- [Problem to solve] Your answer must be an exact copy of the lines from the one holding "Target: thin green stalk" through the last line of the entries below, with nothing added.

------------------------------------

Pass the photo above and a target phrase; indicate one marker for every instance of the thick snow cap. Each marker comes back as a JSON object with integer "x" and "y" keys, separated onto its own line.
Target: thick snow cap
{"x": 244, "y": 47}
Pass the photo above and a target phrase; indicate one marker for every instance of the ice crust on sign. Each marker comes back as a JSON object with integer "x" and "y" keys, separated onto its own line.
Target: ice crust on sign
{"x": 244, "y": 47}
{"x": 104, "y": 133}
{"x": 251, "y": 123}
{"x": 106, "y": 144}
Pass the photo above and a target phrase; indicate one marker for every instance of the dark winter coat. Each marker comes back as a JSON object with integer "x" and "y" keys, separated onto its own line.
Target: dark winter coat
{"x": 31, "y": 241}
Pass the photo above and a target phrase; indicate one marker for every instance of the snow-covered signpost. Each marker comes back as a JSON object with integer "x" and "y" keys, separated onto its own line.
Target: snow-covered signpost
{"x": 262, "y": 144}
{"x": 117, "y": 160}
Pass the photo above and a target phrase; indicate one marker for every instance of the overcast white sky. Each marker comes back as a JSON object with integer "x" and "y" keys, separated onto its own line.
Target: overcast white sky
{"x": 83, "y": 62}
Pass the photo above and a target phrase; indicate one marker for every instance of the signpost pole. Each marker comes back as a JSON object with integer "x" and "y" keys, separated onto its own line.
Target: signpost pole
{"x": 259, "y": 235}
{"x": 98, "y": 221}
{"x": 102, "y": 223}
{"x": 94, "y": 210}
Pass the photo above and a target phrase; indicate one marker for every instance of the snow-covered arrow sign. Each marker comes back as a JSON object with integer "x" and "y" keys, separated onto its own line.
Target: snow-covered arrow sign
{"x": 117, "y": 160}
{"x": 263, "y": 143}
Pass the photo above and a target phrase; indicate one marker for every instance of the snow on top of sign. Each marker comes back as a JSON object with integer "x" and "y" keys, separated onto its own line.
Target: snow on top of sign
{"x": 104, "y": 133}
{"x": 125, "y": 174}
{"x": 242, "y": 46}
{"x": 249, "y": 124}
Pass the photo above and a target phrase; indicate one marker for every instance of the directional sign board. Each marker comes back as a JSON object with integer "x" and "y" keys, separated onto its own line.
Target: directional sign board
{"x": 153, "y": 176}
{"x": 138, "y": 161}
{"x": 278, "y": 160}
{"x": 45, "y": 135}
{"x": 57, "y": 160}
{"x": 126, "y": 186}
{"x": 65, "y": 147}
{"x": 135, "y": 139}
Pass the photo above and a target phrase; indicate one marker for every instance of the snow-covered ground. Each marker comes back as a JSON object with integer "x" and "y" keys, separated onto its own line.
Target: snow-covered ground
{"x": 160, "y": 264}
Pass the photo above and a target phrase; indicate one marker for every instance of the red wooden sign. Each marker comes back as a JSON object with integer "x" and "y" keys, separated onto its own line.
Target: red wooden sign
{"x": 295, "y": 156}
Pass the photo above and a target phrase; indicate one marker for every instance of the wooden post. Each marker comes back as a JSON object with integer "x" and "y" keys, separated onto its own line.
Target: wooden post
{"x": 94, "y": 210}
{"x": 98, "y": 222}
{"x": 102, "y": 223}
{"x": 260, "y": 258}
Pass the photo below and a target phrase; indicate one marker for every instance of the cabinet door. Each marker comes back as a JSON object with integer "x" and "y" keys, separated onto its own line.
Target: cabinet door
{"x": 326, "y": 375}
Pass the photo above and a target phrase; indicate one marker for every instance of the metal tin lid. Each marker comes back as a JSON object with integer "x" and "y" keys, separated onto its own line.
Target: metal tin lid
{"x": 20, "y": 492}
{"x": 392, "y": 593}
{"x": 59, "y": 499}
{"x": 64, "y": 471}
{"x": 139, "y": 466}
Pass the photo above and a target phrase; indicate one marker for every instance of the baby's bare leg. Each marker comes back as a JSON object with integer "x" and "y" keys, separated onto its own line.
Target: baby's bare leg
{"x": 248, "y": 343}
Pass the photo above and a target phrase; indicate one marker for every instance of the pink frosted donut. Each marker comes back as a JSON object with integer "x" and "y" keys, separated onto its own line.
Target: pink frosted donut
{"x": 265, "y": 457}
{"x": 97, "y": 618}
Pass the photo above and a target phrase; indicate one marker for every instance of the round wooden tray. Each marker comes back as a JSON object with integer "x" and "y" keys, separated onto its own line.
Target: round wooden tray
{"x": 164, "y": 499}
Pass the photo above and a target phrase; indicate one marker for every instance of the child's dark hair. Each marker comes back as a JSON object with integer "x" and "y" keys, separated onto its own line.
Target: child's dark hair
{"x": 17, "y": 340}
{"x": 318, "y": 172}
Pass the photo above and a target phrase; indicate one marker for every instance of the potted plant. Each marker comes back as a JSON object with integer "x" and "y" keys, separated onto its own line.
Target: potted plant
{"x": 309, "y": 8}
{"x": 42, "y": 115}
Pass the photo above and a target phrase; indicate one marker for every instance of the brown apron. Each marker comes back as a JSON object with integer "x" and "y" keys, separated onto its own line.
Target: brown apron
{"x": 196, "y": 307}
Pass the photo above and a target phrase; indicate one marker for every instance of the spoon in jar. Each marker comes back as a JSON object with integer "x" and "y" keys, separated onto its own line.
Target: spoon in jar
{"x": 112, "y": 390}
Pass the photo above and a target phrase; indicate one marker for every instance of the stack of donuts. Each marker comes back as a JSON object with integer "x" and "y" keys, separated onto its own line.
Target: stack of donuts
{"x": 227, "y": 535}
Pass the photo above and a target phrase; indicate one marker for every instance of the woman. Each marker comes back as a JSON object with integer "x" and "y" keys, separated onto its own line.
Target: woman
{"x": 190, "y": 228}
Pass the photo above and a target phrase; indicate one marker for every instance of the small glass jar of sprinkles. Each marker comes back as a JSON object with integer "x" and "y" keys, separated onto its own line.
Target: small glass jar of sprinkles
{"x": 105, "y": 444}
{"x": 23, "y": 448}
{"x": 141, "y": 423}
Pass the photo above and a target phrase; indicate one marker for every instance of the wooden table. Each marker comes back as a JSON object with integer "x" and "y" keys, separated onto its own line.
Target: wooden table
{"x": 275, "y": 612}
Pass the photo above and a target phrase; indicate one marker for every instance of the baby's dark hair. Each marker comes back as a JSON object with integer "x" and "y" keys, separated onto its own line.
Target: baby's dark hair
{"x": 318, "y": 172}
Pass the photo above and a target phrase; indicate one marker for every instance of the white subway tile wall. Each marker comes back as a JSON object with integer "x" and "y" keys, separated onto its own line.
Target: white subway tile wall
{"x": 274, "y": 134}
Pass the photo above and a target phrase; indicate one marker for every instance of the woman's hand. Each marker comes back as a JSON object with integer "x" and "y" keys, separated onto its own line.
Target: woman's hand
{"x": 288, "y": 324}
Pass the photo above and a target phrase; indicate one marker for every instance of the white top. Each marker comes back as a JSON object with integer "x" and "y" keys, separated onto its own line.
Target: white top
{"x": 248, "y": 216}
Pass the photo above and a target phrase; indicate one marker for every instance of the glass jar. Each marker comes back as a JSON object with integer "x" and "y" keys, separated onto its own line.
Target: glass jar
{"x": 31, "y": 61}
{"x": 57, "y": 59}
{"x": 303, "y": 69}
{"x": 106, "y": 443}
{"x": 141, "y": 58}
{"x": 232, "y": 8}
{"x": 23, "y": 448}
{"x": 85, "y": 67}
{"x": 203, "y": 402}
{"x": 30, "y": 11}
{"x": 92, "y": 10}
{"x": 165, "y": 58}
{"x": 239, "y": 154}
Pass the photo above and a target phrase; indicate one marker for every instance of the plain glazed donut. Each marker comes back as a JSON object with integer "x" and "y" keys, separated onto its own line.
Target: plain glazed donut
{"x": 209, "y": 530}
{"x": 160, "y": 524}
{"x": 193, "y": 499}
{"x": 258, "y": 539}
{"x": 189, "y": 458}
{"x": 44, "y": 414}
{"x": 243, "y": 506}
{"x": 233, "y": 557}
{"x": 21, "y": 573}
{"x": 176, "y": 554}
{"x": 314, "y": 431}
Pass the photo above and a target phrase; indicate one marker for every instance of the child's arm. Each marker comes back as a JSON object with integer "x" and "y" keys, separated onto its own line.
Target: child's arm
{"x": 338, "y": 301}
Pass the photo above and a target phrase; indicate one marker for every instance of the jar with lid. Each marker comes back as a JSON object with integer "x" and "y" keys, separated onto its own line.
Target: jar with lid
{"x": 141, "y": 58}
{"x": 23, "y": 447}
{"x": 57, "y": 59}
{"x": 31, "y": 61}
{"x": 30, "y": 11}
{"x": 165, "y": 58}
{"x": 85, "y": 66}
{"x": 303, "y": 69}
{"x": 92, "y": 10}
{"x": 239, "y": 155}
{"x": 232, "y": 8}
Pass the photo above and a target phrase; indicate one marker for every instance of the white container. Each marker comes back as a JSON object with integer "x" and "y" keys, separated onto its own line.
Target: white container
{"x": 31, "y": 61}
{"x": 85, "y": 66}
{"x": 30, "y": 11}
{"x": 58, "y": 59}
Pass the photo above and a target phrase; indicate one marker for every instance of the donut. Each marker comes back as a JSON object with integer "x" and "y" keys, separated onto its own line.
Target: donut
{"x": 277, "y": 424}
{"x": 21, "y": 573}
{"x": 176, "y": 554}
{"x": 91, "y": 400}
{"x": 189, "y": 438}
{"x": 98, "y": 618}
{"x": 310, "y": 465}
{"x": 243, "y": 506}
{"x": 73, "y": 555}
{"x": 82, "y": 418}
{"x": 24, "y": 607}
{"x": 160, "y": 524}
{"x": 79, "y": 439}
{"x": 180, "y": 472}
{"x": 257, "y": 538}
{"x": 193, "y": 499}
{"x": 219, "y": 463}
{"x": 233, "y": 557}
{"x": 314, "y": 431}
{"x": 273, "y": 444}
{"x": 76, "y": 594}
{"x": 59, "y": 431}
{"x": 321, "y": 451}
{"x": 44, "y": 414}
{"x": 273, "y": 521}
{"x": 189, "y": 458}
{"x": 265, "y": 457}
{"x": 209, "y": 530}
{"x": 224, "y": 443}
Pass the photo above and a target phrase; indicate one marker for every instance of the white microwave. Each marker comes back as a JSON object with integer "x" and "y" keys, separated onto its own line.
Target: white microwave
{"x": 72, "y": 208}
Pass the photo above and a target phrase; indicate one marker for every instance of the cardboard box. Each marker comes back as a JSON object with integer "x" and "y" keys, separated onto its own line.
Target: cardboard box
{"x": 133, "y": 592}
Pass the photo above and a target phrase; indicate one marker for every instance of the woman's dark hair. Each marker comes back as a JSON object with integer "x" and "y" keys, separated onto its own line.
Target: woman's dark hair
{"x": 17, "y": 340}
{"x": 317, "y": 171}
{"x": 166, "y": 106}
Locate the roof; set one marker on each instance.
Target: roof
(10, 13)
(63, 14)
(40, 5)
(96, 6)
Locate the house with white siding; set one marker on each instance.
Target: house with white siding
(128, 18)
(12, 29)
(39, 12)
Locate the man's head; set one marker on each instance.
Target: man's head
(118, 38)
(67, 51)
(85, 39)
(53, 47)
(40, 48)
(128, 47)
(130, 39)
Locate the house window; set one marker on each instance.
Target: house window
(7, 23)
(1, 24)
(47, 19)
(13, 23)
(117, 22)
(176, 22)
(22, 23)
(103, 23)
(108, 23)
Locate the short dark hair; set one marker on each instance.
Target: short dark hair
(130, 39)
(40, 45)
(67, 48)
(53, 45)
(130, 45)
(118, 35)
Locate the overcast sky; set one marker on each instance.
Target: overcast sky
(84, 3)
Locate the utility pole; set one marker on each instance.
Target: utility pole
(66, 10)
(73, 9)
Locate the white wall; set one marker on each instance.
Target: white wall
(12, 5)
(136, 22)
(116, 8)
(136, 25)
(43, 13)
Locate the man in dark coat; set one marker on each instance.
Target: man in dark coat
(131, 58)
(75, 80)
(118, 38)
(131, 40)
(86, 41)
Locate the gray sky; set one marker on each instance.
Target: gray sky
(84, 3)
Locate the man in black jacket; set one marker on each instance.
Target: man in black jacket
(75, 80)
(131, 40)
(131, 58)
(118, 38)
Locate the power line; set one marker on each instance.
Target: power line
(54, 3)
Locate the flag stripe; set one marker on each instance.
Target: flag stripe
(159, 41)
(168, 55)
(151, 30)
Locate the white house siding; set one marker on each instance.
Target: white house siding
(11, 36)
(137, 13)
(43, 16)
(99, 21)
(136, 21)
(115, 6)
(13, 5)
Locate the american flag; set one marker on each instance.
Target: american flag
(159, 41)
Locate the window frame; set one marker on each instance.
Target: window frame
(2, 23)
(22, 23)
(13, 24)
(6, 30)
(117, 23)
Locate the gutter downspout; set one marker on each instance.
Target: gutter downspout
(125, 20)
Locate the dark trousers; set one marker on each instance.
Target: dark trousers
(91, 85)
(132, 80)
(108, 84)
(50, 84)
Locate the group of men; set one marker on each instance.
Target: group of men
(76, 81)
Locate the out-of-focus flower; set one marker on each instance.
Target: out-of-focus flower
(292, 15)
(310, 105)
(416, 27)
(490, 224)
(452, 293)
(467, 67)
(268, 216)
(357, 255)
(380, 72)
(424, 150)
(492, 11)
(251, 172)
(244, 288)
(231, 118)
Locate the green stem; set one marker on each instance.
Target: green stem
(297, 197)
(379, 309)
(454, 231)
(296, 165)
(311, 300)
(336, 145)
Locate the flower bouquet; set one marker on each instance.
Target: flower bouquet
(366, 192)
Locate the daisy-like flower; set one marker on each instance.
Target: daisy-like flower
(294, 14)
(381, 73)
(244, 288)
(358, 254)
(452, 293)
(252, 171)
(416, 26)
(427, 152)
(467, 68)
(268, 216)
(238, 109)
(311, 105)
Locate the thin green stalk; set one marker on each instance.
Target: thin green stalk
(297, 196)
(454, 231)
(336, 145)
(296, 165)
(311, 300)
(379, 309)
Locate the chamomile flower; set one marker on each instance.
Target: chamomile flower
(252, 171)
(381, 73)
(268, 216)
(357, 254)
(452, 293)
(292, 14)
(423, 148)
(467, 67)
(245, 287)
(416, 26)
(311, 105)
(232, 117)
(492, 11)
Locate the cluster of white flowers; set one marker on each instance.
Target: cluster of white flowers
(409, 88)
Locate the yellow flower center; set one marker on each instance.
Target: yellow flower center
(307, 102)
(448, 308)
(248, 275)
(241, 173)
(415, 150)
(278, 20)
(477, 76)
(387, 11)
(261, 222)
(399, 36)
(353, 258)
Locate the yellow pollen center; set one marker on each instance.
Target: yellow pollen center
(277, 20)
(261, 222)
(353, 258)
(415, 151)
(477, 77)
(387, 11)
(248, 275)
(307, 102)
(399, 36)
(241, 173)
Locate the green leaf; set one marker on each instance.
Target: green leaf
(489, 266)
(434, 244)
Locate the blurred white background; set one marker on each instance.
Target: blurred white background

------------------------------------

- [Response area]
Target: thin green stalk
(297, 196)
(454, 231)
(336, 145)
(296, 165)
(311, 300)
(379, 309)
Locate the chamomile flower; set one marker on each instance.
Target: chamomile flower
(252, 171)
(381, 73)
(268, 216)
(357, 254)
(452, 293)
(292, 14)
(423, 148)
(467, 67)
(245, 287)
(416, 26)
(311, 105)
(232, 117)
(492, 11)
Locate the cluster of white flowers; set one marker on each instance.
Target: cluster of white flowers
(409, 88)
Locate the yellow flower center; set one marker on each instance.
Target: yellow flower center
(307, 102)
(448, 308)
(248, 275)
(241, 173)
(415, 150)
(278, 20)
(477, 76)
(387, 11)
(261, 222)
(399, 36)
(353, 258)
Locate the yellow pollen center; set one marker on each instance.
Target: yellow pollen center
(277, 20)
(261, 222)
(353, 258)
(415, 151)
(477, 77)
(387, 11)
(248, 275)
(307, 102)
(399, 36)
(241, 173)
Locate the green leaf; set one marker on each instance.
Target: green leaf
(489, 266)
(434, 244)
Locate the blurred white background; set one marker on each instance.
Target: blurred white background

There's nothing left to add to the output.